[PROBLEMS TO WORK ON]:
[1] Summarize the passage on medical marijuana and federal tax law in two sentences.
[2] Write the next part of the passage on medical marijuana and federal tax law, picking up after its final sentence.

[EXCERPT PROVIDED]:
↓↓↓
The Internal Revenue Code may be the single strongest enforcement weapon in the battle over legal sale and distribution of “medical marijuana”. The Opinion of the United Staes Court of Appeals for the Ninth Circuit , Oliver v. CIR is controlling in Alaska, Washington, Oregon, California, Arizona, Idaho, Nevada and Montana states in pertinent part:
“…the government is enforcing only a tax, which does not prevent people from using, distributing, possessing, or cultivating marijuana in California. Enforcing these laws might make it more costly to run a dispensary, but it does not change whether these activities are authorized in the state. In summary, the Tax Court properly concluded that I.R.C. § 280E precludes Petitioner from deducting, pursuant to I.R.C. § 162(a), the ordinary and necessary business expenses associated with his operation…”
↑↑↑
[Entries drawn from a dataset]
↓↓↓
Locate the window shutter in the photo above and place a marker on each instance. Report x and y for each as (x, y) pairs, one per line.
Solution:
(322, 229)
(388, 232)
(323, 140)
↑↑↑
[EXERCISE RESPONSES]:
[1] The Internal Revenue Code may be the strongest enforcement weapon in the battle over the legal sale and distribution of medical marijuana. In Oliver v. CIR, which controls in Alaska, Washington, Oregon, California, Arizona, Idaho, Nevada and Montana, the Ninth Circuit held that the government is enforcing only a tax that does not prevent marijuana activities in California, and that the Tax Court properly concluded I.R.C. § 280E bars deducting ordinary and necessary business expenses under I.R.C. § 162(a).

[2]
The effect of this ruling may well be to drive some operators underground or back underground as the case may be. The Ninth Circuit and the Tax Court have made it quite clear that to change existing law will require Congress to act. In the meantime taxpayers who are running dispensaries licensed under a state or local statute may find the real after tax cost balanced against the range of potential federal crimes not worth the effort.
The real fight is in Washington. What the court in Oliver did is pave the way for big business to use its muscle to change licensing law to its favor, then squeeze out small operators before unleashing the lobbyists to bring about reform of the Schedule 1 and by inference IRC § 280E.
Now is the time to anticipate aggressive IRS audit action in this area. It is also the time to have sound representation for state, federal and local audits.